Задание → Продолжите отрывок о письмах поэта, который ни разу не публиковался. Начните сразу после последнего предложения.

Отрывок →
Слова отца, казавшиеся мне когда-то проклятьем: "Будешь, сынок, чесать
щетину", — помню теперь как благословение: всю жизнь я ел хлеб,
заработанный нелегким трудом.»
Это — та самая
беззащитная откровенность. С неровным, рвущимся дыханием, в постоянной надежде
быть услышанным. Это уже сама исповедь — без адресата, причем без
заинтересованного, чуткого, единственного адресата — такое не говорится:
«Любовь мою к
стихам и — соответственно — мою "писанину" мать и отец считали
семейным бедствием: писал стихи и повесился старший
брат. Мне и тут повезло больше: отделался пребыванием в дурдомах,
где иногда принуждали читать стихи студентам-медикам; лечащий врач
комментировал — вот де бред, образец мышления параноика.
В общей
сложности провел в разных психушках три года. Долгие
годы имел соответствующую группу инвалидности: вторую, потом третью…
Судьба сделала
все, чтобы мне не быть поэтом, — и преуспела лишь отчасти: я никогда не
публиковался.
Наверное, я во
многом, как поэт, виноват: слушал только свою боль, но ведь любая боль —
отголосок мировой боли; боль — всегда эхо…»
Это — разговор с
постоянным чувством своей ответственности за сказанное, чувством взаимной
уязвимости — и своей, и адресата. В такой ситуации всегда немного — а то и
всерьез — страшно:
«…Не пеняйте на
прямоту письма. Вы сами со мной откровенны. Я не знаю, почему Вам написал
именно такое письмо. Когда-то написал нечто подобное П.Г.Антокольскому:
он меня застращал: "Никогда никому не пишите
подобных писем", — и прекратил со мной переписку. А я хотел, чтобы он знал
о канве, по которой я вышиваю суровыми нитками. Может быть, и Вы так поступите.

Исходные данные →
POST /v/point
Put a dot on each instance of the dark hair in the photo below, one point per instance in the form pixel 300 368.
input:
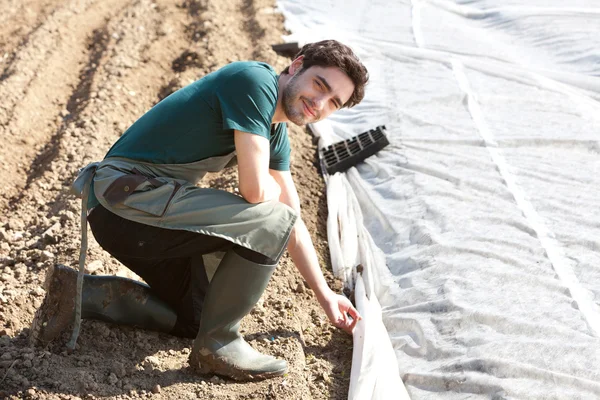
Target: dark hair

Ответ →
Но — как говаривал отец — "лучшая ложь — это правда"».
И снова, и
снова:
«Я пишу Вам в
смутное для меня время, когда со мною перестали переписываться А.Тарковский и А.Кушнер.
(Если и Вы так
поступите, то объясните хотя бы причину.)
Молчание поэтов
казнит меня — всю вину я возлагаю на себя».
Ставя себя на
место пишущего, отождествляешься с ним всецело. Ставя себя на место адресата,
не можешь нащупать в себе убедительного ответа на вопрос: а я-то что сделала
бы, окажись в подобной ситуации? Чем смогла бы ответить — какой степенью
участия, в какой мере адекватной обращенному ко мне доверию? Нашла бы в себе
силы и нужные слова? А если бы не нашла — как бы потом с этим жила? (А ведь не
нашла бы, не нашла бы…)
Кстати, Григорий
Корин, Инна Лиснянская и Елена Макарова и силы, и
слова — нашли.
«Если бы мои
адресаты знали, что значат для меня их письма — и что значит наступившее
молчание!..
В моем почти
казематном одиночестве!..»
Такая
доверительность требовательна — но она и не может быть другой: принятие и
участие тут нужно, как воздух. Тут фиктивным собеседником не обойдешься.
Разве можно, как
мыслимо, не ответив на такое встречным понимающим движением — да еще не
нарушающим притом чужих границ — спокойно жить дальше и смотреть в зеркале
самой себе в глаза?
Вениамин
Блаженный это ясно понимал. «Наверное, мне не следовало бы писать об этом —
писать, словно совать в чужие глаза привычные для меня струпья и язвы…»
Беззащитными в такой
ситуации оказываются оба — и пишущий, и адресат.
«Никогда никому
не пишите подобных писем».
Но если не будем
— и писать, и отвечать, — перестанем быть людьми.